Reading text ::
****************************************

Generative AI: Using LLMs To Produce Culturally Recent Translations Vs Classical NMT – "Dropping" A Song

Last month we explored the ability of Large Language Models (LLMs) to produce higher-quality translations than traditional Neural Machine Translation (NMT) solutions for social media posts in which the LLMs achieved superior fluency in adapting the underlying meaning of the source language to the grammatical structure and wording more common to the target language. A key challenge to traditional NMT systems is that they tend to generate overly formal and literal translations that typically struggle to overcome colloquial and emergent expressions. LLMs, on the other hand, are proving uniquely capable of both interpreting and producing such language, creating fundamentally new possibilities for the use of translation in everyday life.

Take for example the contemporary synonym of "release": to "drop", with new products being "dropped" rather than "released". How do both NMT and LLM translations handle this colloquial use? To add to the complexity, we'll make the band releasing the song be The Eagles so that the models have the added ambiguity of resolving whether the text is about a famous American band releasing a new album or a group of large birds falling from the sky.

The sentence we will translate is:

The Eagle's new song dropped yesterday.

Let's first try translating into Spanish, which is a high-resource language with large volumes of informal speech readily available for ML training.

Google Translate yields:

La nueva canción de The Eagle salió ayer.

While Bing Translator yields:

La nueva canción de The Eagle se lanzó ayer.

Both correctly translate "dropped" into "released" in this context, demonstrating that the underlying NMT training data is recent enough to capture this use and correctly maps the English slang into the Spanish equivalent meaning.

What about ChatGPT? The prompt used was:

Translate into Spanish: "The Eagle's new song dropped yesterday."

ChatGPT yields:

La nueva canción del Águila se lanzó ayer.

****************************************

Work task A ::
Render this sentence from the article on LLM versus NMT translation into French: "Let's first try translating into Spanish, which is a high-resource language with large volumes of informal speech readily available for ML training."
Work task B ::
Carry the article on LLM versus NMT translation forward from its final line, keeping its voice and approach.
The records are unrelated to the article on LLM versus NMT translation.

Listed entries ::
****************************************

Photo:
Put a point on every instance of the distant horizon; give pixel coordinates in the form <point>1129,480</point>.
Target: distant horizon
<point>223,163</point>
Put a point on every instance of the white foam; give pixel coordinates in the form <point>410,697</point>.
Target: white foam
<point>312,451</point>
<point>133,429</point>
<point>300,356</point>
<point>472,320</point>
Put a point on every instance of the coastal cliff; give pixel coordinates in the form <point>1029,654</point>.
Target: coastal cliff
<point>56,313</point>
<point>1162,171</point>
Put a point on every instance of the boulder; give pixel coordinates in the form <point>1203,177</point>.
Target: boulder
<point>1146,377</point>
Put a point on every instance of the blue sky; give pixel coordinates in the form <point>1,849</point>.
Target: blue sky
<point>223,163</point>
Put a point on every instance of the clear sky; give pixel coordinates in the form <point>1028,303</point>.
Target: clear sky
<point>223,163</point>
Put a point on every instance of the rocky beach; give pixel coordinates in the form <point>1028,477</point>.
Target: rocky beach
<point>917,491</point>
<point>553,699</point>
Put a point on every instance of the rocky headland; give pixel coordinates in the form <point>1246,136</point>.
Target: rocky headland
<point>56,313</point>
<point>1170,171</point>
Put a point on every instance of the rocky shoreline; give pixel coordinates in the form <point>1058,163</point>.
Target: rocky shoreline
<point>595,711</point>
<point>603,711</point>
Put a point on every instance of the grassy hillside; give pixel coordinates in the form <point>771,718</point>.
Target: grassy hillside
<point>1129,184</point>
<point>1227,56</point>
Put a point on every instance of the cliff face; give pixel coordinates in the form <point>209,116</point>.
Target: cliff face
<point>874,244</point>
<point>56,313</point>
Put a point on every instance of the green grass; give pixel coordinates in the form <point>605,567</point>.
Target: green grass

****************************************

Answer space A ::
Essayons d'abord de traduire vers l'espagnol, qui est une langue bien dotée en ressources, avec de grands volumes de langage informel facilement disponibles pour l'entraînement en apprentissage automatique.

Answer space B ::
Here ChatGPT has translated the sentence identically to Bing, but incorrectly translated The Eagles (it is still "Eagles" in Spanish). Thus, even with its recent knowledge cutoff, it struggled, likely due to The Eagles having less representation in more modern social-era colloquial datasets in Spanish.

At the same time, Spanish is highly represented in most ML training datasets and slang Spanish is likely to be captured reasonably well due to its prevalence in the kinds of sources that many ML models are trained on today.

In contrast, Estonian typically has far poorer representation in ML training datasets. How does it perform?

Google Translate:

Eile langes The Eagle'i uus laul.

Here "dropped yesterday" is translated to "eile langes" which means to literally fall, such as falling temperatures.

Bing Translator:

Kotka uus laul langes eile.

This is even worse, combining both "eile langes" with incorrectly translating Eagles to the bird (it is "Eagles" in Estonian).

In contrast, this is ChatGPT's translation:

Kotkas laskis eile välja uue laulu.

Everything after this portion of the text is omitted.